THE TASK :: Print the following material line for line, with no changes.

DATA TO PROCESS ::
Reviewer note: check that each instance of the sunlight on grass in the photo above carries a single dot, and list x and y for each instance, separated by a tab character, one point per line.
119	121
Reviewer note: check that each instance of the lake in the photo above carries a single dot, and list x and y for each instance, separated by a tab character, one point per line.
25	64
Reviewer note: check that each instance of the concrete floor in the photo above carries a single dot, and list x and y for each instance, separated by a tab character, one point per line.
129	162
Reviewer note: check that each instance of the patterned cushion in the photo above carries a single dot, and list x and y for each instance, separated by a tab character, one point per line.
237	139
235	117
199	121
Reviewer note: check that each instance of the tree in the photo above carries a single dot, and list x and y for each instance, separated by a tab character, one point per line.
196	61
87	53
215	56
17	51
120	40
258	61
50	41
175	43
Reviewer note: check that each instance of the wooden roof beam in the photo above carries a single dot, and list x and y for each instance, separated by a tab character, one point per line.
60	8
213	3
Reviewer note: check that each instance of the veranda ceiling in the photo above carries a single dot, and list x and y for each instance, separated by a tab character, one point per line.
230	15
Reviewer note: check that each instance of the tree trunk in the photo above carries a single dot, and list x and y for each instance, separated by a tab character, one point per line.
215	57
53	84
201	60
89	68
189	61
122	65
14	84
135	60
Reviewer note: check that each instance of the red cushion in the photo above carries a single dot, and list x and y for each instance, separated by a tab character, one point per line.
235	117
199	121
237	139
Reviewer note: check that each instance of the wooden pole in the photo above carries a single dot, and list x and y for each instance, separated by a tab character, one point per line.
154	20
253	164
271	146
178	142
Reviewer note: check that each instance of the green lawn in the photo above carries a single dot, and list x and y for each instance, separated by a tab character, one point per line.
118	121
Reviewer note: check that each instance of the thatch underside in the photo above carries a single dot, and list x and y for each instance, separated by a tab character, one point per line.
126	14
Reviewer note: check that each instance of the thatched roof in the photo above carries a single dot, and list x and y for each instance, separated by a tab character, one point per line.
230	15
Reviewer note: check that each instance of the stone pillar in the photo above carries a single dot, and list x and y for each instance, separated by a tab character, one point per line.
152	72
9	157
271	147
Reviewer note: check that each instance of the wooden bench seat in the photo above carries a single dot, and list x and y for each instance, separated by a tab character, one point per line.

ANSWER TO THIS PROBLEM ::
Reviewer note: check that each instance of the sunlight on grass in the photo above carries a single dot, and list x and y for each instance, separated by a tab character, one point per line.
119	121
Reviewer note: check that each instance of the lake in the photo above carries a single dot, and list x and y for each instance, separated by a tab character, one point per line.
25	64
Reviewer note: check that each instance of the concrete floor in the photo above carries a single dot, and list x and y for each instance, separated by a tab character, one point per line.
129	162
Reviewer note: check that each instance of the patterned cushion in the photo above carries a single dot, and list x and y for each instance, separated by a tab character, one point per line.
237	139
235	117
199	121
Reviewer note: check that each instance of the tree in the photo above carries a single dot, and list x and y for each instance, separated by a tab character, one point per line.
196	61
87	53
215	56
17	51
120	40
258	61
50	41
175	43
Reviewer note: check that each instance of the wooden roof beam in the photo above carries a single dot, and list x and y for each instance, separated by a tab character, one point per line.
60	8
213	3
Reviewer note: check that each instance of the veranda ceiling in the photo above carries a single dot, and list x and y for each instance, separated by a tab character, one point per line.
230	15
Reviewer note: check that each instance of the tree trunk in the photo above carries a single dot, and list x and y for each instance, separated by a tab character, one point per line.
215	57
53	84
201	60
89	68
189	61
122	65
14	84
135	60
Reviewer note: check that each instance of the red cushion in the photo above carries a single dot, and list x and y for each instance, separated by a tab character, one point per line.
235	117
199	121
237	139
Reviewer note: check that each instance of the wooden pole in the photo above carries a single dot, and list x and y for each instance, separated by a tab character, one point per line.
154	20
253	164
271	146
178	142
Reviewer note: check that each instance of the green lawn in the photo above carries a single dot, and list x and y for each instance, separated by a tab character, one point per line.
118	121
Reviewer note: check that each instance of the thatch underside in the photo above carries a single dot, and list x and y for each instance, separated by a tab character, one point per line.
126	14
Reviewer note: check that each instance of the thatched roof in the photo above carries a single dot, and list x and y for each instance, separated by a tab character, one point per line.
230	15
Reviewer note: check that each instance of the stone pillar in the photo above carries a single dot, and list x and y for each instance, separated by a tab character, one point per line.
152	72
9	157
271	147
Reviewer note: check that each instance of the wooden bench seat in the photo above carries a single dot, and list x and y for each instance, separated by a tab character, one point per line.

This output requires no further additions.